** Start of ENTRIES SHOWN **

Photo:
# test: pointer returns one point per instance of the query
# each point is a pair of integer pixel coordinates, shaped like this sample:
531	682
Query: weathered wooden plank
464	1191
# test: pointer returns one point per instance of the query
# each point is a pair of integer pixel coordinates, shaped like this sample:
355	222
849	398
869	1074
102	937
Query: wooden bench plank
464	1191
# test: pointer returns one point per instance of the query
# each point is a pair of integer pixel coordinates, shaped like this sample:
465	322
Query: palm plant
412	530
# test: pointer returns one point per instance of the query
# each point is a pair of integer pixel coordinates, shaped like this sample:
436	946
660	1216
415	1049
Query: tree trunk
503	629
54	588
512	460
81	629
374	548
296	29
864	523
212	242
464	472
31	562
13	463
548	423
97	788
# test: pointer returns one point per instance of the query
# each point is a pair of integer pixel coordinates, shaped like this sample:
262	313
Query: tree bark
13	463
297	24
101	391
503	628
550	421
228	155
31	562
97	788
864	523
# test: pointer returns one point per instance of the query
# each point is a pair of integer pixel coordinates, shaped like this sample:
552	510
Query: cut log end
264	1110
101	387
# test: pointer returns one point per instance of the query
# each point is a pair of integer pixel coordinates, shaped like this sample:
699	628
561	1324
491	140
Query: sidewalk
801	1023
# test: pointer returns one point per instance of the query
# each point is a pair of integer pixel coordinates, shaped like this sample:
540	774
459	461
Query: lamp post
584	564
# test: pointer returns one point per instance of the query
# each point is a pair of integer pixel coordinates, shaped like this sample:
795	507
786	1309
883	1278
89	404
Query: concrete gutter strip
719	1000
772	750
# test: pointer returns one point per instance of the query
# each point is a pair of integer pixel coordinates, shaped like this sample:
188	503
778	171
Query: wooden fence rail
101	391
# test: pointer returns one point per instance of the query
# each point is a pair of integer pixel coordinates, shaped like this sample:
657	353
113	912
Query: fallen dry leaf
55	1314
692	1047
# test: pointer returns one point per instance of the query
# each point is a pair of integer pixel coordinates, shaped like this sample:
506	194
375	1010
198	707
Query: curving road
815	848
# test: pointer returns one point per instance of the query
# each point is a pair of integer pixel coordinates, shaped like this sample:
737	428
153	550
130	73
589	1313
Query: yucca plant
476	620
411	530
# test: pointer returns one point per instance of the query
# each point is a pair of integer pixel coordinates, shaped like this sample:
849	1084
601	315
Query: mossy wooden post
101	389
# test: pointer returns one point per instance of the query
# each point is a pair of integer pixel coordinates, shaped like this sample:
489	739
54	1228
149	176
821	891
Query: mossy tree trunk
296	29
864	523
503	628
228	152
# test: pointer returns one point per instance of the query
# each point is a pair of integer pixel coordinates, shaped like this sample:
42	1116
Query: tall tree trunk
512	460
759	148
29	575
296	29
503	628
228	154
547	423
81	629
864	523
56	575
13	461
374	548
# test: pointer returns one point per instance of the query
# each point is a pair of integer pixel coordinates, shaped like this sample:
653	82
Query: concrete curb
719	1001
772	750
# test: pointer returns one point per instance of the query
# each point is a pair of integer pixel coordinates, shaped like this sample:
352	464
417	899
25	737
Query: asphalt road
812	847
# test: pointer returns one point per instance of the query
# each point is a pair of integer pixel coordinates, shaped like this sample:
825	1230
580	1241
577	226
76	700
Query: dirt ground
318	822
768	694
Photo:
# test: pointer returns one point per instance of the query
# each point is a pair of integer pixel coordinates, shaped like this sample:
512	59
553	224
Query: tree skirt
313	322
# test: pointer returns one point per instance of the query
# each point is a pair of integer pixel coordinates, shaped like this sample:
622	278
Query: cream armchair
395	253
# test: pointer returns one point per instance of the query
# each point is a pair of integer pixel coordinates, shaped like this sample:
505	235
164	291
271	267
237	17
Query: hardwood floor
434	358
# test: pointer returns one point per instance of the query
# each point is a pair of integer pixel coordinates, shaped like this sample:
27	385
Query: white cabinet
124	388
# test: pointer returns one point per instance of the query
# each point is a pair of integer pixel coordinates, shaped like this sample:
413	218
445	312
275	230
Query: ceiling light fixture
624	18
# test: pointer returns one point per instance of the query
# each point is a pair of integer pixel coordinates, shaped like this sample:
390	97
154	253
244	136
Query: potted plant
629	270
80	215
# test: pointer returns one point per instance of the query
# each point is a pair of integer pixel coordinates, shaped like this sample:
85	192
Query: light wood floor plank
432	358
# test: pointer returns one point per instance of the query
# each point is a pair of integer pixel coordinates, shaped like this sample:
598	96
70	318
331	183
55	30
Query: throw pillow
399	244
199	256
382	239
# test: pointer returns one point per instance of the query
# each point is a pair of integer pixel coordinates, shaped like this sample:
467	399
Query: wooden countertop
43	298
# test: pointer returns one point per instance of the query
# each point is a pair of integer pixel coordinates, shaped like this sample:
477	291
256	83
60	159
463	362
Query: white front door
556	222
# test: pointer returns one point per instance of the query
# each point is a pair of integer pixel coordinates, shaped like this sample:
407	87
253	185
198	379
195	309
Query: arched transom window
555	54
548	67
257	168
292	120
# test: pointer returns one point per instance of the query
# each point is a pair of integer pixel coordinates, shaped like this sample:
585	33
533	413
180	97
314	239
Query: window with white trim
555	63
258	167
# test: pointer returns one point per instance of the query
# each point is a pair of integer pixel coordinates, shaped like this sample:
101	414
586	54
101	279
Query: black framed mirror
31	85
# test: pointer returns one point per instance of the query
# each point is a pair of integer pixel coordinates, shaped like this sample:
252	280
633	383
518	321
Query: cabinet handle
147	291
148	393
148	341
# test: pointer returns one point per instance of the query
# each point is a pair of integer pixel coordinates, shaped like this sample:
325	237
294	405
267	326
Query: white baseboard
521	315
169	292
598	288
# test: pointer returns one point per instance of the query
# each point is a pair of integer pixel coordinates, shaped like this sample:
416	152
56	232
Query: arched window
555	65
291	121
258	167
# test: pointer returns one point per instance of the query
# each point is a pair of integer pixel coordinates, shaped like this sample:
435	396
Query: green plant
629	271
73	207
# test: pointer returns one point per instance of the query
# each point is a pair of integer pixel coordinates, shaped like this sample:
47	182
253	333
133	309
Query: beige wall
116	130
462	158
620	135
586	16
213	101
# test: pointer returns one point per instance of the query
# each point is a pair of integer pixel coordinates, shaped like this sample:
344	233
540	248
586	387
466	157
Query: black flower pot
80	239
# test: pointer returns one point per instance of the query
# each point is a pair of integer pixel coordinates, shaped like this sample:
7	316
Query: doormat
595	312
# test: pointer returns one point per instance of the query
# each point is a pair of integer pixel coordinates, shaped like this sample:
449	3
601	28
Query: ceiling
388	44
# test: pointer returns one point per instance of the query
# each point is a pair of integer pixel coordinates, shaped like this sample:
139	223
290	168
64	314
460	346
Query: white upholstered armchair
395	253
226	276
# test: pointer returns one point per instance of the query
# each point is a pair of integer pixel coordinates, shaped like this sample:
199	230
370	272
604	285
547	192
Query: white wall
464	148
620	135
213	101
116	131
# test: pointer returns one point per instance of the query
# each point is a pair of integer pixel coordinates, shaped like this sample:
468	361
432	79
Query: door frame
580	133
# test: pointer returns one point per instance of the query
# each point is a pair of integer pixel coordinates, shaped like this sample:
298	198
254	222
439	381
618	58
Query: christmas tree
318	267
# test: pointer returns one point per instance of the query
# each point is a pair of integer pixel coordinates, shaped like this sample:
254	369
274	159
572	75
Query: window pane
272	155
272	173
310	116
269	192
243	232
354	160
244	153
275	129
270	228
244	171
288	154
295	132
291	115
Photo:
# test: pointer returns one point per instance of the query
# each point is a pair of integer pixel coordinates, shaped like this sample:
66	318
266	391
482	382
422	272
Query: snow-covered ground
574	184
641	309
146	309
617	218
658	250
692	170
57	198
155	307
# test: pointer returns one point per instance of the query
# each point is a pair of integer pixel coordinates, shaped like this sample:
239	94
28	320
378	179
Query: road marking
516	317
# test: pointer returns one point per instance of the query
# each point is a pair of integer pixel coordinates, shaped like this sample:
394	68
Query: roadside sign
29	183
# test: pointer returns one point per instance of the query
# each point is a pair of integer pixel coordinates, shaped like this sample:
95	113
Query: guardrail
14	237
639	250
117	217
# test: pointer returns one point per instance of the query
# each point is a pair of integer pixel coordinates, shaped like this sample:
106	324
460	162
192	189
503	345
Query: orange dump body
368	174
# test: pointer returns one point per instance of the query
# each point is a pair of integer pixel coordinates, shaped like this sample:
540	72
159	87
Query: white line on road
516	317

** End of ENTRIES SHOWN **

Which lines in the material contain the word "black"? Gather every one of them, copied in full and in their original order.

Query: black framed mirror
Query: black flower pot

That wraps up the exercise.